Oleh karenanya kondisi Muslim Rohingya harusnya menjadi pengingat bagi umat Islam bahwa masalah ini bukan sekadar isu kemanusiaan yang terjadi di negara lain, melainkan tanggung jawab bersama. Di tengah perhatian yang terfokus pada isu Gaza dan politik domestik, umat Islam harus kembali merapatkan barisan dan mengedepankan solidaritas.
Untuk itu, langkah konkret yang bisa dilakukan adalah menyuarakan kepedulian terhadap Muslim Rohingya, baik melalui media sosial, aksi damai, atau advokasi kebijakan yang mendukung hak-hak mereka.

* _Kumpulan Tugas_:
1 > Menurut kutipan dokumen, mengapa kondisi Muslim Rohingya tidak boleh dianggap sekadar isu kemanusiaan di negara lain? Jawab dalam satu sampai tiga kalimat.
2 > Lewat cara apa saja kepedulian terhadap Muslim Rohingya bisa disuarakan menurut kutipan dokumen?
3 > Ulangi persis bagian kutipan dokumen yang dimulai pada kata-kata "Oleh karenanya kondisi" dan berhenti setelah "mendukung hak-hak mereka.".

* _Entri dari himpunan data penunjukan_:
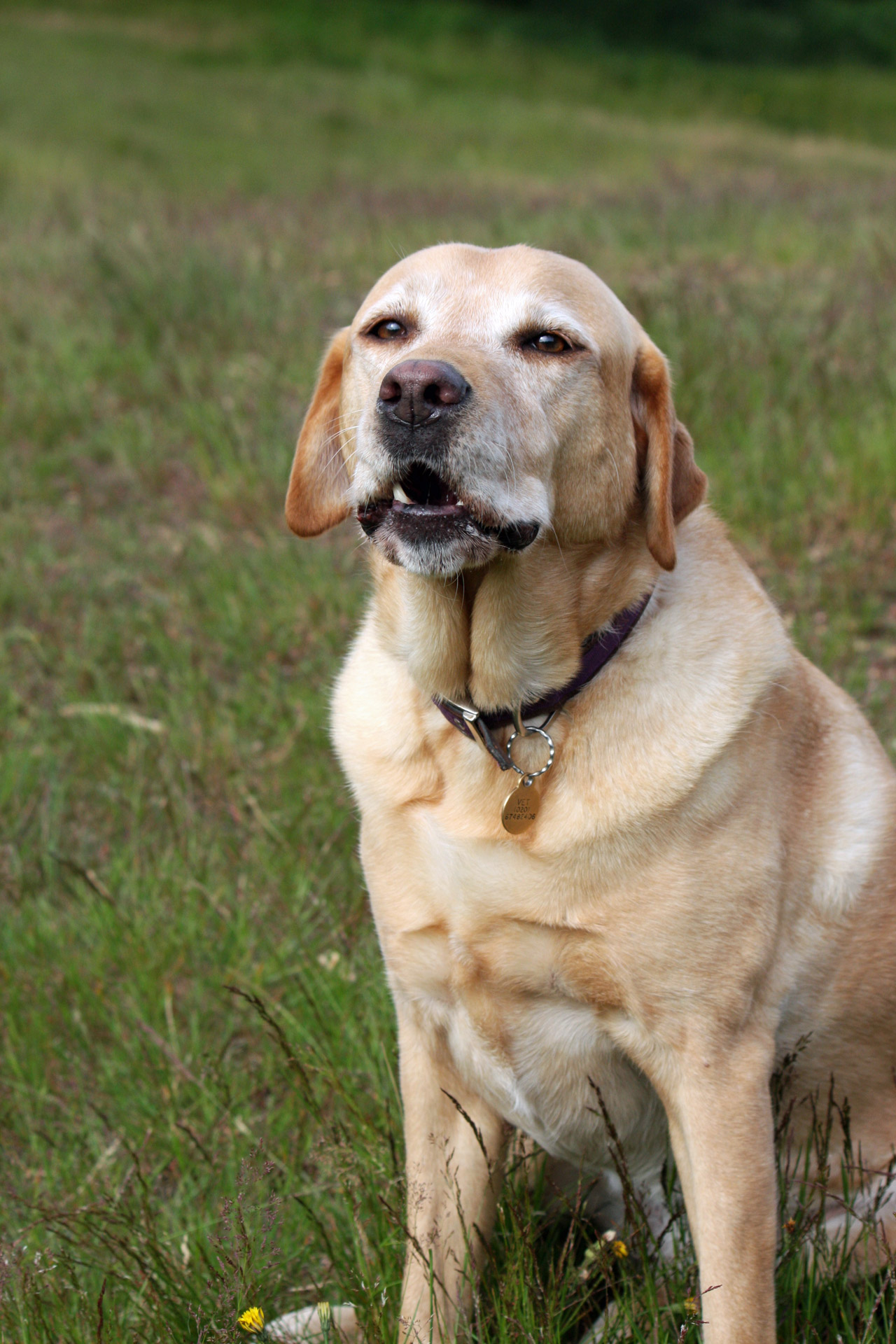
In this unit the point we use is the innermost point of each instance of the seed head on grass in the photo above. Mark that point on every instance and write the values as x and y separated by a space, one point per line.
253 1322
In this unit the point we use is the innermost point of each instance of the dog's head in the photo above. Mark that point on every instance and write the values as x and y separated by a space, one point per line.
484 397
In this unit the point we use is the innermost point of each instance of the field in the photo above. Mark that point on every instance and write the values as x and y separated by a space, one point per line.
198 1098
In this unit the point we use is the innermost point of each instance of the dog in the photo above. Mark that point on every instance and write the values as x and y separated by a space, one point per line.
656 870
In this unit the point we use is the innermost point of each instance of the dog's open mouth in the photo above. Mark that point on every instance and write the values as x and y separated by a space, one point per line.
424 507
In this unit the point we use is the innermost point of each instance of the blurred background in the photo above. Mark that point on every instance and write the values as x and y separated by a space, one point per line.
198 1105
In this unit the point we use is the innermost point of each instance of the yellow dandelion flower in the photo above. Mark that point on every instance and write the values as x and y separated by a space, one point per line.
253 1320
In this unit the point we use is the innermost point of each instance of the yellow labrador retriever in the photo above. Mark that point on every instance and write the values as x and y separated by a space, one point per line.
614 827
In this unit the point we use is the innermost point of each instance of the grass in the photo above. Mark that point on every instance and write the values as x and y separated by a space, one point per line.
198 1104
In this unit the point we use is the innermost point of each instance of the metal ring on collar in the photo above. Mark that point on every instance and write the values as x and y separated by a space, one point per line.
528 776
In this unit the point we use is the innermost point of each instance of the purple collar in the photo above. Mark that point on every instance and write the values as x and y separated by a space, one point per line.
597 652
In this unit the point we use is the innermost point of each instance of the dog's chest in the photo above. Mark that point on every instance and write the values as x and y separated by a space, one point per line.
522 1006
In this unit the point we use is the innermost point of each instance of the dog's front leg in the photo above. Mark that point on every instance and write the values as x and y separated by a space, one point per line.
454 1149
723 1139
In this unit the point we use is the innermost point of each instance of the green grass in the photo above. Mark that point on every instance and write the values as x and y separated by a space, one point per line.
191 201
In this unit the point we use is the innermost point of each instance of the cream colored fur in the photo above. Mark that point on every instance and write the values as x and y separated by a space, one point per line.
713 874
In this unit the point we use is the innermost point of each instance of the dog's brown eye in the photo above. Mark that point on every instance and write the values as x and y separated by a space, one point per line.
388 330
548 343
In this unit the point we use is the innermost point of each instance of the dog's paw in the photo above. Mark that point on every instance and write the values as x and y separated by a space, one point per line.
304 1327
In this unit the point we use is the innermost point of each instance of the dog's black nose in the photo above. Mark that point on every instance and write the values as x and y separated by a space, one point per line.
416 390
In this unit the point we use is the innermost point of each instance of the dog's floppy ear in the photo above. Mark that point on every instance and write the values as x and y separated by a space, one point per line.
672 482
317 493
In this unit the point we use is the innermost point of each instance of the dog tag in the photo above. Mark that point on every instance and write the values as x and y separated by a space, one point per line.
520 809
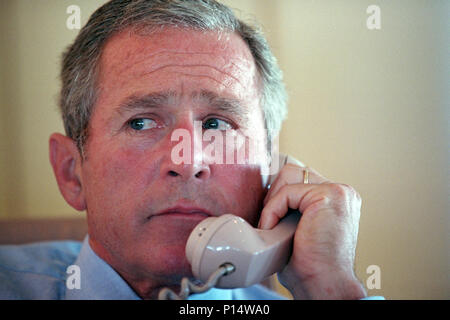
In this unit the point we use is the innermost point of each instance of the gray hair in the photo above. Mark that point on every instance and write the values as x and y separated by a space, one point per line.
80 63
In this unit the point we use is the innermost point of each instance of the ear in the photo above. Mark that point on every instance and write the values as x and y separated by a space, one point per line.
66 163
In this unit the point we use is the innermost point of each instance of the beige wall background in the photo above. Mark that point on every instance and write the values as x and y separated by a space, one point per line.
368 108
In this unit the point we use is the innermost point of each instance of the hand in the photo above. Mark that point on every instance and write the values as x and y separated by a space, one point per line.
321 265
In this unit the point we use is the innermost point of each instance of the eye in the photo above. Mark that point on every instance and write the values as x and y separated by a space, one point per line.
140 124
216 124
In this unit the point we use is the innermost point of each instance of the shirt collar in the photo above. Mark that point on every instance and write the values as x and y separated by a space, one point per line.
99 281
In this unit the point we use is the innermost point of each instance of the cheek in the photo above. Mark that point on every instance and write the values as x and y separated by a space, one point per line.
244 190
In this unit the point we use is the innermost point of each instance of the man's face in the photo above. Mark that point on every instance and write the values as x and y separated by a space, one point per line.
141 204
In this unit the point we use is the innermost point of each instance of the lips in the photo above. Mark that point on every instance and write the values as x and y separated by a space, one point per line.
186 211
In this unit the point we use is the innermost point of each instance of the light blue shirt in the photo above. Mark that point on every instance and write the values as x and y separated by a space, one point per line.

* _Jawaban Tiap Tugas_:
1 > Kondisi Muslim Rohingya tidak boleh dianggap sekadar isu kemanusiaan di negara lain karena masalah itu merupakan tanggung jawab bersama umat Islam. Karena itu, umat Islam diminta kembali merapatkan barisan dan mengedepankan solidaritas.

2 > Lewat media sosial, aksi damai, atau advokasi kebijakan yang mendukung hak-hak mereka.

3 >
Oleh karenanya kondisi Muslim Rohingya harusnya menjadi pengingat bagi umat Islam bahwa masalah ini bukan sekadar isu kemanusiaan yang terjadi di negara lain, melainkan tanggung jawab bersama. Di tengah perhatian yang terfokus pada isu Gaza dan politik domestik, umat Islam harus kembali merapatkan barisan dan mengedepankan solidaritas.
Untuk itu, langkah konkret yang bisa dilakukan adalah menyuarakan kepedulian terhadap Muslim Rohingya, baik melalui media sosial, aksi damai, atau advokasi kebijakan yang mendukung hak-hak mereka.